# [任务说明]
1. 能否用英文把题面中以“Verify whether the given table is nice”开头的那段缩写成一句话，并保留其主要信息？
2. 能否更新题面中从“t will contain between 1 and 5 elements, inclusive.”到“characters ‘0’ and ‘1’.”的部分，把其中的“characters”改成“symbols”，并给出改后的文字？

# [题面]
_ _ _ _ _

【SRM 717 div2 A】 NiceTable

Problem Statement

You are given a vector t that describes a rectangular table of zeroes and ones. Each character in t is either ‘0’ or ‘1’.
We say that a table is nice if there are two sequences x, y of zeroes and ones such that for each valid pair of indices i, j we have t[i][j] = x[i] xor y[j].
Some technical remarks:
The number of elements in x should be equal to the number of rows of the table, i.e., the number of elements in t.
The number of elements in y should be equal to the number of columns of the table, i.e., the length of each string in t.
The operation xor (exclusive or) is defined as follows: 0 xor 0 = 0, 1 xor 1 = 0, 0 xor 1 = 1, and 1 xor 0 = 1.
Verify whether the given table is nice. Return “Nice” if it is nice and “Not nice” otherwise. Note that the return value is case-sensitive.
Definition

Class:
NiceTable
Method:
isNice
Parameters:
vector
Returns:
string
Method signature:
string isNice(vector t)
(be sure your method is public)
Limits

Time limit (s):
2.000
Memory limit (MB):
512
Stack limit (MB):
512
Constraints

t will contain between 1 and 5 elements, inclusive.

Each element of t will contain between 1 and 5 characters, inclusive.

All elements of t will contain the same number of characters.

Each element of t will consist only of characters ‘0’ and ‘1’.
Examples
0)

_ _ _ _ _

# [给定材料]
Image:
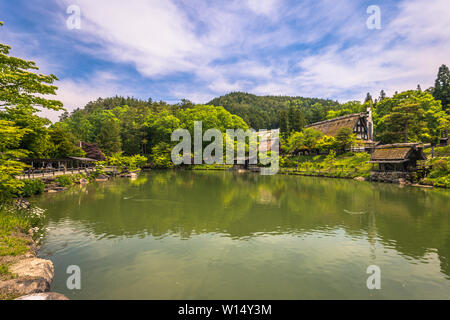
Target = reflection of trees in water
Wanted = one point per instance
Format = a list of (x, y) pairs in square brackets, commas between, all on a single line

_ _ _ _ _

# [预期结果]
1. Check whether the table is nice and return “Nice” if it is or “Not nice” if it isn't; the return value is case-sensitive.

2.
t will contain between 1 and 5 elements, inclusive.

Each element of t will contain between 1 and 5 symbols, inclusive.

All elements of t will contain the same number of symbols.

Each element of t will consist only of symbols ‘0’ and ‘1’.